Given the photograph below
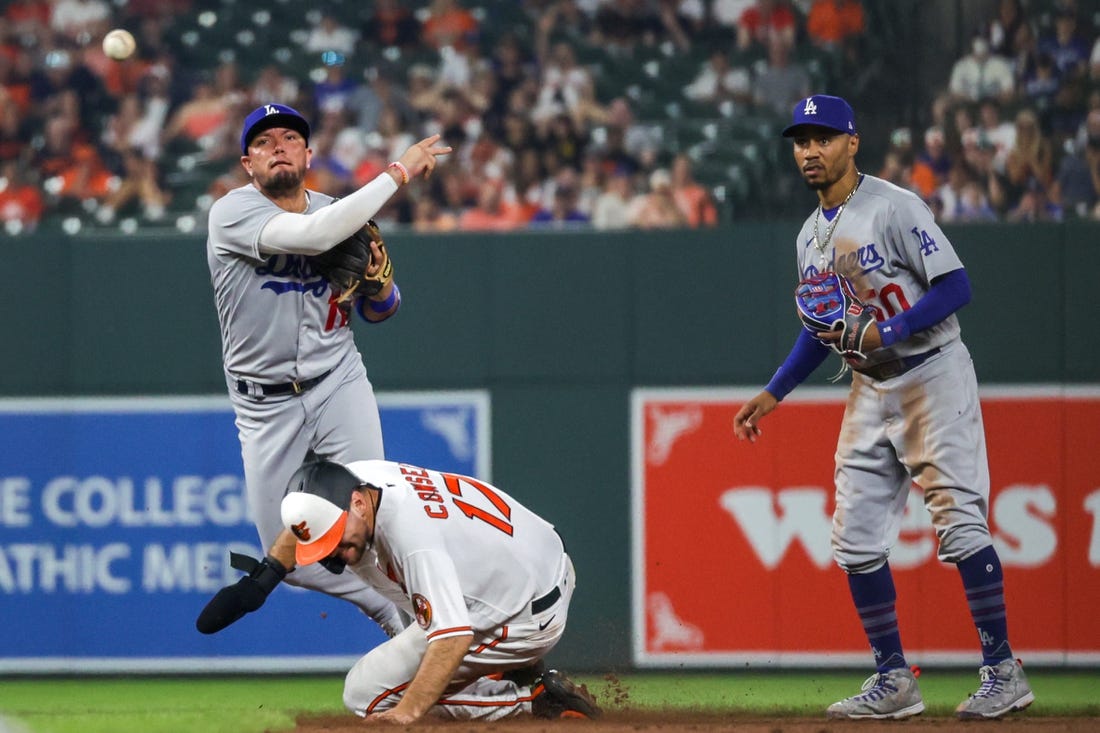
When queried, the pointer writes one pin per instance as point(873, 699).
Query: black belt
point(540, 604)
point(897, 367)
point(272, 390)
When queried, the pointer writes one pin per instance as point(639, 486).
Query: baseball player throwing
point(912, 416)
point(487, 581)
point(295, 378)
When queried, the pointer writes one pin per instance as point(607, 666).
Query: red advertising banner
point(732, 558)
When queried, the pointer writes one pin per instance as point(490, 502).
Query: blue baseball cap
point(270, 116)
point(822, 111)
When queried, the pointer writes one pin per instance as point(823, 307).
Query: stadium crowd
point(540, 142)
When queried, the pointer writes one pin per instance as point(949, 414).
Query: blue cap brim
point(278, 120)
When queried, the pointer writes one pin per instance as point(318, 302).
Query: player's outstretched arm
point(747, 420)
point(420, 159)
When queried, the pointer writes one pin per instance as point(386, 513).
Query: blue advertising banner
point(118, 517)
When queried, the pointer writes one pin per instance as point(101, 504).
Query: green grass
point(252, 704)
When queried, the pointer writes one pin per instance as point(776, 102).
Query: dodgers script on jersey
point(262, 337)
point(890, 247)
point(435, 536)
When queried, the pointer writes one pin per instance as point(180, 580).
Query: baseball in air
point(119, 44)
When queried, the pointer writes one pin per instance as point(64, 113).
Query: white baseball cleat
point(886, 696)
point(1003, 689)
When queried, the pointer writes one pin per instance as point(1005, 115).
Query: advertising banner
point(732, 557)
point(118, 517)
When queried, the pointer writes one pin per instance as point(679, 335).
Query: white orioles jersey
point(458, 554)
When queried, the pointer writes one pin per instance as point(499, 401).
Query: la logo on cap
point(300, 531)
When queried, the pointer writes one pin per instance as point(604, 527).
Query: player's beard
point(283, 182)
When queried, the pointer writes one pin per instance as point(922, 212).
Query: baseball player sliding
point(487, 581)
point(912, 416)
point(295, 378)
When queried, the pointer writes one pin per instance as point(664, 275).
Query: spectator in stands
point(1077, 185)
point(718, 80)
point(1066, 46)
point(612, 208)
point(561, 135)
point(73, 19)
point(630, 142)
point(392, 24)
point(624, 24)
point(138, 182)
point(680, 20)
point(980, 74)
point(330, 34)
point(1024, 53)
point(429, 217)
point(765, 22)
point(1034, 205)
point(836, 25)
point(15, 130)
point(21, 204)
point(974, 206)
point(337, 89)
point(1030, 160)
point(1000, 133)
point(272, 84)
point(491, 212)
point(512, 66)
point(70, 170)
point(1041, 86)
point(1001, 31)
point(898, 161)
point(657, 209)
point(29, 19)
point(62, 75)
point(562, 83)
point(932, 164)
point(449, 24)
point(693, 199)
point(780, 81)
point(195, 124)
point(562, 209)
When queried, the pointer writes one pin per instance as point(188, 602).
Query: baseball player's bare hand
point(871, 340)
point(392, 717)
point(746, 423)
point(420, 159)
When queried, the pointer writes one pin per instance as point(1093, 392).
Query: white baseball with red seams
point(119, 44)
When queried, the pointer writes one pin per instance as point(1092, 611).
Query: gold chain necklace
point(821, 244)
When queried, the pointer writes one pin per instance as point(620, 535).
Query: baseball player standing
point(487, 581)
point(295, 378)
point(912, 416)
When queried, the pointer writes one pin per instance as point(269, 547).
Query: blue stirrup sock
point(875, 598)
point(983, 582)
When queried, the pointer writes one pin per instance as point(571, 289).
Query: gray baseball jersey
point(922, 426)
point(278, 325)
point(463, 557)
point(262, 334)
point(887, 241)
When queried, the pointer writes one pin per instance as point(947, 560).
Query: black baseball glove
point(827, 302)
point(348, 264)
point(245, 595)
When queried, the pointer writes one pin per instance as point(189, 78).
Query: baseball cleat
point(886, 696)
point(556, 696)
point(1003, 689)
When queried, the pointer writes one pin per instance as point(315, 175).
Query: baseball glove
point(347, 264)
point(827, 302)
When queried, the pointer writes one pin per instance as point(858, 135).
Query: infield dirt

^^^^^^^^

What the task requires:
Reproduce the whole listing above, replacing each "advertising banner" with "sponsor sign" and changing nothing else. Leave the pictures out.

Output:
Given the photograph below
When queried, the pointer writes one pin per instance as point(873, 699).
Query: black belt
point(540, 604)
point(897, 367)
point(272, 390)
When queried, the pointer writes one pin per instance as point(639, 486).
Query: baseball player throwing
point(912, 416)
point(487, 581)
point(295, 378)
When queried, the pointer writes one pin per instance as point(607, 666).
Query: red sponsor sign
point(732, 558)
When queried, the pointer writes one pin per instance as point(490, 502).
Query: blue baseball cap
point(270, 116)
point(822, 111)
When queried, the pointer writes one pin per instance as point(823, 307).
Query: stadium crowd
point(540, 142)
When queried, the pointer writes one pin per instance as point(949, 414).
Query: blue cap brim
point(278, 120)
When queried, the pointer writes one pin per instance as point(318, 302).
Query: player's outstretched arm
point(747, 420)
point(420, 159)
When queried, the pointer writes one pin per instance as point(386, 513).
Query: blue sponsor sign
point(118, 517)
When queried, the pointer writes one pin per instance as point(101, 504).
Query: green grass
point(252, 704)
When queried, the pointer writes one pin per instance as point(776, 102).
Query: dodgers script on jersey
point(262, 337)
point(890, 247)
point(435, 536)
When queried, the pointer writes one pin per instance as point(180, 580).
Query: baseball in air
point(119, 44)
When queried, the pointer writes one pin per instance as point(64, 113).
Query: white baseball cleat
point(886, 696)
point(1003, 689)
When queried, the pointer writes one pin per instance as point(1005, 115).
Query: sponsor sign
point(732, 557)
point(118, 517)
When queried, the pointer writes one pin per instance as point(679, 335).
Query: white orioles jersey
point(458, 554)
When queried, the pointer writes one pin per instance as point(499, 401).
Query: la logo on cap
point(300, 531)
When queried, the pointer writes one pin per instance as point(604, 527).
Query: player's beard
point(283, 182)
When queried, the pointer writes one pin per instance as point(922, 212).
Query: baseball player sliding
point(487, 581)
point(912, 416)
point(295, 378)
When queried, the pointer writes one pin per instance as point(664, 275).
Query: spectator in stands
point(1077, 185)
point(718, 80)
point(1066, 46)
point(612, 208)
point(561, 135)
point(73, 19)
point(630, 142)
point(392, 24)
point(624, 24)
point(138, 182)
point(680, 20)
point(980, 74)
point(330, 34)
point(1024, 53)
point(429, 217)
point(765, 22)
point(1034, 205)
point(836, 25)
point(15, 130)
point(21, 204)
point(974, 206)
point(337, 89)
point(1030, 160)
point(1000, 133)
point(272, 84)
point(491, 212)
point(512, 66)
point(70, 170)
point(1041, 86)
point(1001, 31)
point(898, 161)
point(657, 209)
point(29, 19)
point(62, 75)
point(562, 83)
point(932, 164)
point(449, 24)
point(693, 199)
point(780, 81)
point(195, 124)
point(562, 209)
When queried, the pointer writes one pin per instance as point(188, 602).
Query: baseball player's bare hand
point(871, 340)
point(392, 717)
point(746, 423)
point(420, 159)
When queried, the pointer writes one pin per instance as point(1093, 392).
Query: white baseball with red seams
point(119, 44)
When queried, the pointer writes one pin per instance as point(1092, 611).
Query: gold chain necklace
point(821, 244)
When queried, the pointer writes one pin per instance as point(620, 535).
Query: baseball player standing
point(487, 581)
point(295, 378)
point(912, 416)
When queried, the pointer writes one pin per instance as point(269, 547).
Query: blue stirrup sock
point(875, 598)
point(983, 582)
When queried, the pointer writes one pin per instance as point(571, 289).
Query: gray baseball jersey
point(922, 426)
point(278, 325)
point(463, 557)
point(262, 334)
point(887, 241)
When queried, the pointer writes one pin per instance as point(947, 560).
Query: black baseball glove
point(827, 302)
point(348, 264)
point(245, 595)
When queried, the pointer writes one pin per instance as point(189, 78).
Query: baseball cleat
point(886, 696)
point(556, 696)
point(1003, 689)
When queried, the pointer writes one pin per instance as point(315, 175).
Query: baseball glove
point(347, 264)
point(827, 302)
When queried, the pointer writes one pin per instance as point(858, 135).
Query: infield dirt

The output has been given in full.